* _What is required_: Pull out every line of the data below that contains the string "dark", matching case exactly.

* _Given data_:
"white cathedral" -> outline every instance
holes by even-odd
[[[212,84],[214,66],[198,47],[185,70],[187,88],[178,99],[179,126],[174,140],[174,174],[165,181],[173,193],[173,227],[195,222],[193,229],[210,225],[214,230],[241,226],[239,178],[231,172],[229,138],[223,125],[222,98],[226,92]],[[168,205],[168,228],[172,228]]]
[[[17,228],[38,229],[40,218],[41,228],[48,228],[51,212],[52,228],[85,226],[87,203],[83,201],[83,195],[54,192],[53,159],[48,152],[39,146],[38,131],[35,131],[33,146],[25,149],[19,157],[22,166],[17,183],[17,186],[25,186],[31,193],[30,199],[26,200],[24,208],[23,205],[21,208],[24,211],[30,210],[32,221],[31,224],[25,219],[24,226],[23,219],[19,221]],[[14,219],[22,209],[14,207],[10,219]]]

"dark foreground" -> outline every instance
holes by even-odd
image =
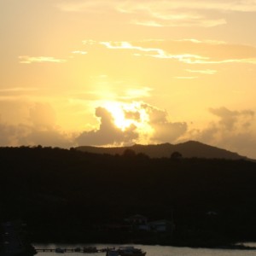
[[[2,148],[0,219],[25,221],[34,242],[224,247],[256,240],[255,182],[247,160]]]

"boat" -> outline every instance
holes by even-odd
[[[98,250],[96,247],[86,247],[83,248],[83,253],[94,253],[97,252]]]
[[[115,249],[107,249],[106,256],[119,256],[119,251]]]
[[[61,248],[55,248],[55,253],[64,253],[65,250]]]
[[[1,256],[33,256],[36,249],[28,242],[20,221],[1,224]]]
[[[120,256],[145,256],[146,252],[134,247],[119,247],[119,254]]]

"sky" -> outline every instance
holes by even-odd
[[[256,0],[0,0],[0,146],[256,159],[255,24]]]

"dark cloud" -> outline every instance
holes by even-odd
[[[240,154],[254,157],[256,135],[253,129],[254,112],[236,111],[226,108],[210,108],[210,113],[218,118],[206,129],[192,131],[189,137],[218,146]]]
[[[101,119],[99,129],[81,133],[76,139],[79,145],[121,145],[133,143],[138,137],[134,125],[124,131],[116,127],[112,114],[105,108],[97,108],[96,116]]]
[[[151,138],[155,143],[175,143],[187,131],[185,122],[170,122],[166,111],[144,104],[149,114],[149,125],[154,128],[154,133]]]

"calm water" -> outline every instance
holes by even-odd
[[[67,244],[47,244],[34,245],[36,248],[71,248],[94,246],[97,249],[106,247],[118,247],[120,245],[113,244],[93,244],[93,245],[67,245]],[[122,245],[123,246],[123,245]],[[130,245],[131,246],[131,245]],[[255,244],[253,244],[255,246]],[[256,250],[228,250],[228,249],[205,249],[205,248],[189,248],[189,247],[173,247],[163,246],[145,246],[135,245],[135,247],[141,248],[147,252],[146,256],[238,256],[238,255],[253,255],[256,256]],[[37,256],[105,256],[105,253],[38,253]]]

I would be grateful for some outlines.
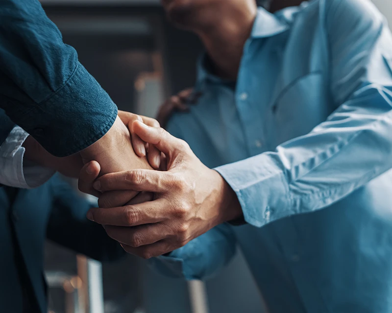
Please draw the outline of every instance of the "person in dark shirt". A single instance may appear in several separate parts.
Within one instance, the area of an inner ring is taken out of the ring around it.
[[[45,239],[100,261],[125,254],[86,213],[93,204],[58,175],[34,189],[0,188],[0,312],[46,313]]]

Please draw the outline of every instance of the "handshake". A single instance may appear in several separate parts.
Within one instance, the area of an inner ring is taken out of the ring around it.
[[[36,156],[39,160],[33,159],[36,153],[26,157],[78,176],[79,189],[98,198],[99,207],[90,209],[87,218],[102,224],[127,252],[145,259],[178,248],[242,215],[223,178],[152,118],[119,111],[109,132],[77,155],[46,154]]]

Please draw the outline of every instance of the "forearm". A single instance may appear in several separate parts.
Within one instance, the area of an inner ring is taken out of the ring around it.
[[[0,108],[53,155],[86,148],[117,108],[38,0],[0,1]]]
[[[99,163],[100,175],[134,169],[152,169],[146,157],[135,154],[129,132],[119,117],[104,136],[80,155],[85,163],[95,160]]]

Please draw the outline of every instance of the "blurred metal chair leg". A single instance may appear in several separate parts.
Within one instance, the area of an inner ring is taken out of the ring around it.
[[[103,313],[102,266],[100,263],[79,255],[77,272],[82,282],[79,302],[86,313]]]

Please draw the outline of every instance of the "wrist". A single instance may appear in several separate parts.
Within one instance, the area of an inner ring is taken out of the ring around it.
[[[220,217],[219,224],[241,218],[243,216],[242,208],[235,192],[220,174],[214,170],[212,171],[215,173],[219,182],[218,207]]]

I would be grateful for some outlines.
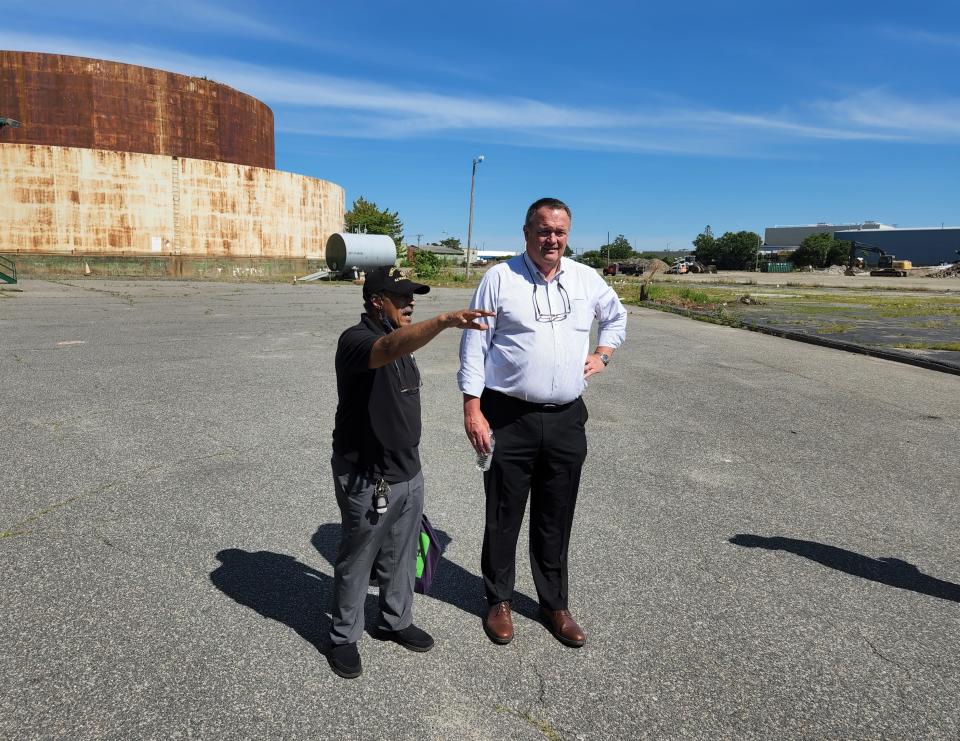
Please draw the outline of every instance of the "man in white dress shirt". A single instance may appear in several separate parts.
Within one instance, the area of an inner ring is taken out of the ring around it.
[[[587,454],[587,379],[623,342],[627,312],[597,272],[563,257],[570,208],[541,198],[527,210],[526,251],[487,271],[471,308],[496,312],[464,333],[458,381],[463,426],[477,452],[495,451],[484,474],[481,569],[494,643],[513,639],[510,601],[517,539],[530,498],[530,564],[551,633],[580,647],[586,635],[568,610],[567,556],[580,471]],[[590,329],[599,322],[590,352]]]

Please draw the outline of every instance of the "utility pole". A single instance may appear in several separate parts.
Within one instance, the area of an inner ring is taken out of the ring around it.
[[[477,165],[483,162],[483,155],[474,157],[473,169],[470,171],[470,218],[467,221],[467,272],[466,279],[470,280],[470,240],[473,238],[473,184],[477,179]]]

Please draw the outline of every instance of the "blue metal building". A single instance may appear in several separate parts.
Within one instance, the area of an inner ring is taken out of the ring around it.
[[[877,247],[898,260],[910,260],[914,266],[940,265],[960,260],[960,227],[924,229],[844,229],[834,239]],[[878,255],[862,254],[866,263],[875,265]]]

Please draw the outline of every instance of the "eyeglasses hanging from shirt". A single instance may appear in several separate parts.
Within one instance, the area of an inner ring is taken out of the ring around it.
[[[557,295],[560,299],[560,309],[561,311],[553,311],[553,306],[550,302],[550,284],[544,283],[542,293],[544,294],[544,301],[547,304],[547,311],[540,310],[540,302],[537,300],[537,281],[533,277],[533,271],[530,269],[530,266],[527,264],[528,258],[526,255],[523,256],[523,266],[527,269],[527,275],[530,276],[530,282],[533,283],[533,316],[538,322],[562,322],[568,316],[570,316],[570,311],[572,309],[570,304],[570,295],[567,293],[567,289],[563,287],[563,284],[560,282],[559,278],[554,279],[553,283],[557,287]]]
[[[398,360],[393,361],[394,370],[397,371],[397,380],[400,384],[400,393],[401,394],[419,394],[420,389],[423,388],[423,379],[420,377],[420,368],[417,367],[417,361],[414,359],[413,355],[409,356],[410,363],[408,364],[404,358],[404,372],[400,372],[400,364]],[[412,366],[412,368],[410,367]],[[411,373],[412,370],[412,373]]]
[[[537,300],[537,284],[533,284],[533,316],[538,322],[562,322],[568,316],[570,316],[570,296],[567,294],[567,289],[563,287],[563,283],[559,280],[555,280],[554,284],[557,286],[556,293],[560,298],[560,309],[562,311],[553,312],[551,309],[550,302],[550,285],[542,286],[542,293],[546,298],[547,311],[540,310],[540,302]]]

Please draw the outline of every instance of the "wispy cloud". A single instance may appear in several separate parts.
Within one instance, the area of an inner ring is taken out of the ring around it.
[[[203,12],[220,11],[207,6]],[[447,136],[520,146],[722,156],[777,156],[810,141],[960,139],[960,100],[909,101],[883,90],[775,112],[732,112],[682,102],[623,110],[451,94],[143,46],[2,31],[0,47],[104,57],[205,76],[271,105],[278,131],[323,137]]]
[[[886,132],[917,141],[960,139],[960,100],[912,101],[883,89],[821,103],[838,126]]]
[[[937,33],[920,28],[897,28],[878,26],[875,31],[888,39],[924,46],[949,47],[960,51],[960,35]]]

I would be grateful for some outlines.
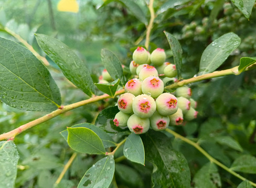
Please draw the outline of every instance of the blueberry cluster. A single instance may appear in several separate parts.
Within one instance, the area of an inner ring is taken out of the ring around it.
[[[126,83],[125,93],[118,100],[120,111],[113,120],[116,126],[127,126],[132,132],[140,134],[150,127],[158,131],[169,125],[181,125],[184,115],[187,120],[196,118],[196,102],[190,98],[190,88],[177,88],[176,97],[164,92],[164,81],[158,75],[164,74],[169,78],[177,75],[175,65],[165,62],[166,58],[164,50],[159,48],[151,54],[142,47],[134,52],[130,69],[138,78]]]

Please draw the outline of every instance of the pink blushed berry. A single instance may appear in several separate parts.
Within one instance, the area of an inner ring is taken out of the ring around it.
[[[133,112],[142,118],[151,116],[156,111],[156,108],[154,99],[145,94],[136,96],[132,103]]]
[[[178,100],[169,93],[160,95],[156,100],[156,111],[162,115],[173,114],[178,110]]]
[[[113,121],[116,126],[124,127],[127,125],[127,122],[130,117],[130,115],[129,114],[120,111],[115,114]]]
[[[165,62],[166,55],[164,49],[157,48],[150,55],[150,61],[154,66],[161,66]]]
[[[129,68],[131,73],[133,75],[136,74],[136,70],[137,67],[138,66],[138,64],[136,63],[135,61],[132,61],[130,64]]]
[[[146,63],[148,57],[147,51],[142,47],[138,47],[132,55],[133,60],[140,65]]]
[[[150,126],[153,130],[159,131],[165,130],[168,126],[170,120],[168,116],[160,115],[157,112],[150,118]]]
[[[158,76],[157,70],[153,66],[148,65],[142,68],[138,74],[138,77],[143,80],[150,76]]]
[[[143,93],[150,93],[156,98],[164,91],[164,83],[156,76],[150,76],[142,81],[141,89]]]
[[[172,125],[179,125],[183,122],[183,113],[180,109],[178,109],[178,110],[174,114],[169,116],[170,119],[170,124]]]
[[[165,76],[169,78],[173,78],[177,76],[177,72],[175,65],[170,64],[167,66],[164,69],[164,73]]]
[[[131,132],[141,134],[146,133],[150,128],[149,119],[142,119],[136,114],[132,114],[128,119],[127,126]]]
[[[135,96],[142,94],[142,82],[137,78],[133,78],[128,81],[124,86],[125,92],[133,94]]]
[[[132,113],[132,103],[135,97],[134,95],[130,93],[121,95],[118,100],[119,110],[125,113]]]

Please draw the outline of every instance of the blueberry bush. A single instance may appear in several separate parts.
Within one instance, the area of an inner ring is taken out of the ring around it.
[[[256,187],[255,0],[0,5],[1,188]]]

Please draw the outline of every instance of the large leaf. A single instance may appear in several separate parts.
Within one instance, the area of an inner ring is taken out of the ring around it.
[[[252,185],[250,184],[250,183],[247,181],[244,181],[242,183],[241,183],[237,188],[253,188]]]
[[[125,131],[116,126],[113,120],[115,114],[119,112],[118,106],[107,108],[100,112],[95,122],[95,125],[104,130],[106,132],[110,133],[117,133],[119,132]],[[129,131],[130,133],[130,131]]]
[[[0,100],[25,110],[51,111],[61,103],[50,73],[30,51],[0,38]]]
[[[232,32],[225,34],[215,40],[202,53],[199,73],[201,75],[215,70],[239,45],[240,41],[240,38]]]
[[[152,173],[154,187],[190,187],[187,162],[181,153],[173,149],[171,139],[152,130],[141,137],[146,159],[156,166]]]
[[[99,136],[99,137],[101,139],[104,147],[105,148],[115,146],[115,144],[114,142],[114,140],[110,137],[110,136],[109,136],[108,134],[106,134],[106,133],[101,128],[91,123],[81,123],[75,125],[73,125],[72,126],[71,126],[71,127],[72,128],[86,127],[90,129],[91,130],[93,131],[95,133],[96,133],[97,135]],[[65,138],[65,139],[67,141],[68,141],[68,130],[63,131],[60,133],[60,134],[61,134],[61,135],[62,135],[64,138]]]
[[[97,87],[98,89],[100,90],[101,91],[109,95],[110,96],[114,97],[120,81],[120,80],[119,78],[109,84],[94,84]]]
[[[236,159],[230,168],[233,171],[256,174],[256,158],[244,155]]]
[[[0,187],[14,187],[19,158],[13,142],[0,142]]]
[[[204,166],[195,175],[193,179],[197,188],[217,188],[221,187],[220,177],[216,166],[209,162]]]
[[[59,40],[36,34],[40,47],[62,70],[64,75],[85,93],[92,96],[94,85],[86,66],[76,53]]]
[[[167,38],[168,42],[173,52],[173,59],[175,64],[177,76],[179,80],[182,78],[181,69],[182,63],[182,49],[179,41],[170,33],[164,31],[164,33]]]
[[[239,73],[244,71],[246,67],[256,63],[256,57],[243,57],[240,58],[240,63],[238,67]]]
[[[139,135],[132,133],[127,137],[123,153],[130,160],[144,165],[145,151],[143,143]]]
[[[113,156],[101,159],[92,166],[81,180],[78,188],[108,188],[115,171]]]
[[[101,61],[109,74],[114,79],[119,78],[123,86],[125,84],[123,68],[120,61],[111,51],[108,49],[101,50]]]
[[[215,140],[220,144],[228,146],[231,148],[242,151],[243,148],[236,140],[229,136],[219,136],[215,137]]]
[[[233,3],[249,19],[254,5],[255,0],[231,0]]]
[[[102,141],[92,130],[86,127],[68,127],[68,143],[73,150],[89,154],[105,154]]]
[[[106,6],[113,1],[122,3],[138,20],[144,24],[147,25],[146,15],[141,7],[135,3],[135,1],[132,0],[106,0],[100,8]]]

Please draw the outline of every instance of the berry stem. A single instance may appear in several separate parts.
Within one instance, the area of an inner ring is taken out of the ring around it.
[[[124,93],[124,89],[122,89],[121,90],[116,91],[115,92],[115,95],[121,95],[123,93]],[[10,132],[0,135],[0,141],[8,139],[10,138],[13,139],[16,136],[22,133],[25,131],[30,128],[36,125],[37,125],[40,123],[45,122],[46,121],[50,120],[66,112],[74,109],[83,106],[86,104],[92,103],[101,100],[106,99],[110,98],[111,98],[111,96],[110,96],[108,94],[104,94],[99,96],[94,96],[89,99],[84,100],[69,105],[63,106],[63,108],[61,109],[58,109],[48,114],[43,116],[42,117],[39,118],[36,120],[21,125],[18,128],[10,131]]]
[[[247,67],[244,71],[250,70],[255,68],[256,68],[256,63]],[[200,75],[191,78],[185,79],[182,81],[173,84],[169,86],[166,86],[165,87],[165,89],[176,88],[179,87],[183,86],[190,83],[193,83],[207,79],[216,78],[220,76],[229,75],[232,74],[238,75],[240,73],[241,73],[238,71],[238,66],[237,66],[232,68],[220,71],[215,71],[213,73],[206,74],[202,75]]]
[[[65,173],[67,172],[68,168],[69,168],[69,167],[70,167],[70,165],[71,164],[71,163],[73,162],[73,161],[74,160],[74,159],[76,158],[76,157],[77,157],[77,153],[76,153],[76,152],[73,153],[72,155],[70,158],[69,159],[69,160],[68,160],[68,162],[67,162],[67,164],[65,164],[65,166],[64,166],[64,168],[63,169],[62,171],[61,172],[60,175],[59,176],[59,178],[58,178],[58,179],[55,182],[55,186],[58,185],[60,182],[60,181],[62,179],[64,175],[65,174]]]
[[[106,155],[114,155],[115,151],[116,151],[118,150],[118,148],[119,148],[120,147],[120,146],[122,146],[125,142],[126,140],[126,138],[125,138],[123,140],[122,140],[121,142],[120,142],[119,143],[116,144],[116,147],[115,148],[115,149],[114,149],[114,150],[112,152],[108,152],[108,154],[106,154]]]
[[[150,33],[151,32],[151,30],[153,28],[154,20],[155,19],[155,11],[154,11],[153,4],[154,4],[154,0],[150,0],[150,4],[148,6],[150,12],[150,23],[146,26],[147,32],[146,33],[146,41],[145,42],[145,46],[146,47],[147,50],[148,50],[148,47],[150,46]]]
[[[248,182],[250,183],[250,184],[254,186],[254,187],[256,187],[256,183],[253,183],[248,180],[247,180],[246,178],[243,177],[242,176],[240,175],[240,174],[238,174],[237,173],[235,172],[230,168],[228,168],[224,164],[223,164],[222,163],[219,162],[218,160],[212,157],[211,157],[208,153],[207,153],[204,149],[202,149],[197,143],[196,143],[195,142],[194,142],[193,141],[190,140],[190,139],[185,138],[184,136],[182,136],[180,134],[177,133],[176,132],[173,131],[173,130],[171,130],[169,128],[167,128],[165,130],[166,132],[168,133],[172,134],[174,135],[175,138],[178,138],[180,139],[182,139],[183,141],[188,143],[188,144],[194,146],[195,147],[198,151],[199,151],[201,153],[202,153],[202,155],[204,155],[207,159],[209,159],[209,160],[211,162],[213,162],[217,165],[218,165],[219,167],[222,168],[224,170],[226,170],[231,174],[234,175],[237,178],[238,178],[240,180],[242,180],[243,181],[247,181]]]

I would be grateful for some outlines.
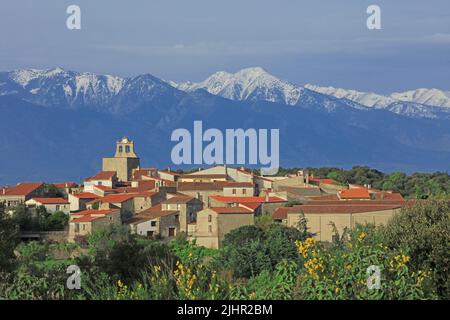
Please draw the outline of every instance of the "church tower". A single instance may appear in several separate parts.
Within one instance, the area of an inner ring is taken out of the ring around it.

* _Output below_:
"dark foreground" -> outline every instance
"dark cloud" -> outline every instance
Please draw the outline of every instance of the "person in dark shirt". A single instance may appear in several separate parts.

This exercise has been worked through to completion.